[[ Listed records open ]]

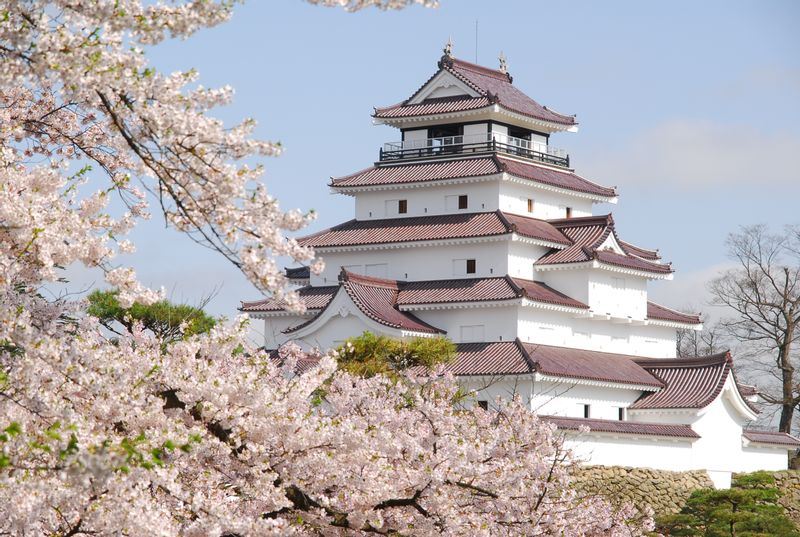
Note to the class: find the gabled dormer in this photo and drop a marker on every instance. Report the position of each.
(468, 108)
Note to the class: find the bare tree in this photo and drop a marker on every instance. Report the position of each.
(764, 292)
(710, 340)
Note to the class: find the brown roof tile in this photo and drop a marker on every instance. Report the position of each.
(469, 167)
(771, 437)
(515, 357)
(481, 289)
(492, 86)
(377, 299)
(313, 297)
(589, 365)
(587, 235)
(690, 382)
(437, 227)
(622, 427)
(662, 313)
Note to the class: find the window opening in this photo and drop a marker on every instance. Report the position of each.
(470, 266)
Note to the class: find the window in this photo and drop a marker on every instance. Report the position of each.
(470, 266)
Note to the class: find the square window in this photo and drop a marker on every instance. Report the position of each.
(471, 266)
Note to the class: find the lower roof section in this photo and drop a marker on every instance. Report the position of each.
(623, 427)
(774, 438)
(515, 357)
(443, 170)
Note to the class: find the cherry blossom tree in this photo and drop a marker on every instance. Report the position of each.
(207, 436)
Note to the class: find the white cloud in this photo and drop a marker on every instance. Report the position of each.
(687, 154)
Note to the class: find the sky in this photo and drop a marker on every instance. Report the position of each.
(692, 109)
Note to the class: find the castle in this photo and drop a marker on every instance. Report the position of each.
(473, 226)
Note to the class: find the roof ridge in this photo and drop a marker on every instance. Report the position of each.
(580, 221)
(479, 69)
(372, 281)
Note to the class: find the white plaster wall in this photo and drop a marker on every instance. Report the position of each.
(618, 294)
(757, 457)
(547, 327)
(427, 201)
(491, 389)
(567, 399)
(415, 134)
(273, 327)
(521, 257)
(546, 205)
(475, 132)
(418, 263)
(498, 323)
(572, 282)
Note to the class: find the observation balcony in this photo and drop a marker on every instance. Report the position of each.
(490, 142)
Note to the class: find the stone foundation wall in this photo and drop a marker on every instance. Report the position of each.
(663, 491)
(666, 492)
(788, 482)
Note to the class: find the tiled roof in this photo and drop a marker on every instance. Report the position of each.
(479, 290)
(437, 227)
(492, 86)
(690, 382)
(772, 437)
(494, 358)
(301, 366)
(662, 313)
(442, 105)
(298, 273)
(587, 235)
(589, 365)
(313, 297)
(469, 167)
(515, 357)
(377, 299)
(622, 427)
(638, 251)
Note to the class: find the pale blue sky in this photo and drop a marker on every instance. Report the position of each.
(691, 108)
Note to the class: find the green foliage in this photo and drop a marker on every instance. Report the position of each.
(163, 318)
(748, 509)
(369, 354)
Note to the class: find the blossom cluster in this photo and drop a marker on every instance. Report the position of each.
(207, 435)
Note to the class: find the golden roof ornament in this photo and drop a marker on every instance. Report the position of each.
(448, 48)
(503, 63)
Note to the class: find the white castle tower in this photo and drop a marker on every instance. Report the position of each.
(475, 227)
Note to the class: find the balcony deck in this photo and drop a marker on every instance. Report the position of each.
(477, 143)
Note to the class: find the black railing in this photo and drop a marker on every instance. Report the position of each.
(493, 146)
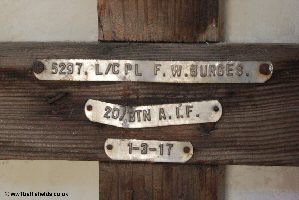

[[ Listed records closed ]]

→ Description of the task: From the first line to the last, repeat the entries exactly and leave out the pictures.

→ Expected output:
Note to the class: find the gabled dormer in this photo and drop a marker on every instance. Report the position of each.
(468, 108)
Note to the class: find the bare tree in this photo and drop a marker on every instance. Report the position of each.
(764, 292)
(710, 340)
Note to the class: find the brown roof tile in this photo and drop a marker on every instance. Report the position of each.
(469, 167)
(771, 437)
(515, 357)
(481, 289)
(492, 86)
(377, 299)
(313, 297)
(589, 365)
(587, 235)
(690, 382)
(437, 227)
(622, 427)
(662, 313)
Note to the class: find the window opening in this photo and drop a marker on every instance. Report the position of each.
(470, 266)
Note to the class: find the window in this photo and drop a marker on every instance. Report the position of each.
(470, 266)
Note to the class: find the square window in this photo and drop a marker on every instance. Report the position of each.
(471, 266)
Note to the class: find the lower roof section in this photo and drop a marker on every instance. Report the position of each.
(623, 427)
(774, 438)
(515, 357)
(443, 170)
Note to the class: find the cherry blossom tree in this photo and drop a marker on every instance. Report the position of each.
(207, 436)
Note to the class: find the white cloud in this photo and drop a marker on every instance. Report the position of each.
(687, 154)
Note to the class: find the sky in this photo and drop a marker on every instance. Report the position of each.
(692, 109)
Note to the class: find the castle in this photo and drop a marker on every instance. Report the position of each.
(473, 226)
Note to the class: find the roof ridge in this photo and drop a marker on every instance. Report the position of each.
(580, 221)
(479, 69)
(372, 281)
Note to the class: find the white plaster wall in this photo and drop a marker on every instance. Report the position of each.
(618, 294)
(757, 457)
(547, 327)
(427, 201)
(491, 389)
(567, 399)
(415, 134)
(273, 327)
(521, 257)
(546, 205)
(475, 132)
(418, 263)
(498, 323)
(572, 282)
Note to the class: find the observation balcony in this photo and drop a marker on every instance. Report the position of each.
(490, 142)
Note to the class: find the stone foundation wall in this photo and drop a marker on every instance. Report the position of each.
(663, 491)
(666, 492)
(788, 482)
Note to the class: find the tiled roof in this photo and drop a marker on every instance. Report the position of each.
(479, 290)
(437, 227)
(492, 86)
(690, 382)
(772, 437)
(494, 358)
(301, 366)
(662, 313)
(442, 105)
(298, 273)
(587, 235)
(589, 365)
(313, 297)
(469, 167)
(515, 357)
(377, 299)
(622, 427)
(638, 251)
Note to the class: find the pale blue sky in this photo and drop a marker on every instance. Report the position of each.
(691, 108)
Note to the class: find the green foliage in this photo and drop a marker on every instance. Report the position of each.
(163, 318)
(748, 509)
(369, 354)
Note to the class: find the blossom cluster in this photo and drop a marker on every instance. Report the position of each.
(207, 435)
Note to the class: find the golden roof ornament in this photo and drop a marker on every instance. Report the position of each.
(448, 48)
(503, 63)
Note to the class: find the white castle tower in this photo and drop a marker on every instance. Report the position of each.
(475, 227)
Note to the class: find the balcony deck in this photo and drop a marker on every instance. Report the position of each.
(477, 143)
Note to the class: find the black railing in this photo and drop a marker on every instance. Report the position of each.
(493, 146)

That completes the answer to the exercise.